Directions:
In full and unchanged, set down the entries that follow, with no images.

Provided entries:
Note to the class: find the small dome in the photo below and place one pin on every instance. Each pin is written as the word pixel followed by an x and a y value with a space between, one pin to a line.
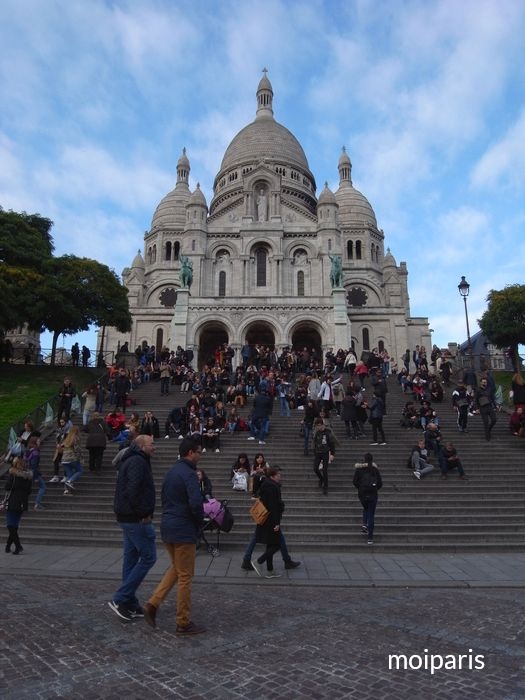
pixel 389 260
pixel 171 212
pixel 138 261
pixel 183 161
pixel 198 198
pixel 344 159
pixel 354 207
pixel 327 196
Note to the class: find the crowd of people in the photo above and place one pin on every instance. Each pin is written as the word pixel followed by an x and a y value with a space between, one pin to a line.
pixel 322 389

Written solution:
Note to the class: find the small dome in the photo below and place one pin on every instance. Each pin is written as the word pixel followed by an x and a y value with a space between, one pin to a line.
pixel 389 260
pixel 171 212
pixel 138 261
pixel 183 161
pixel 198 198
pixel 344 159
pixel 354 207
pixel 327 196
Note to the class: find the crowd of people in the photo above and place one pin on every instance. Each pin is written as the word pixel followed by an x and a y value with a space between, one pin to a line.
pixel 322 389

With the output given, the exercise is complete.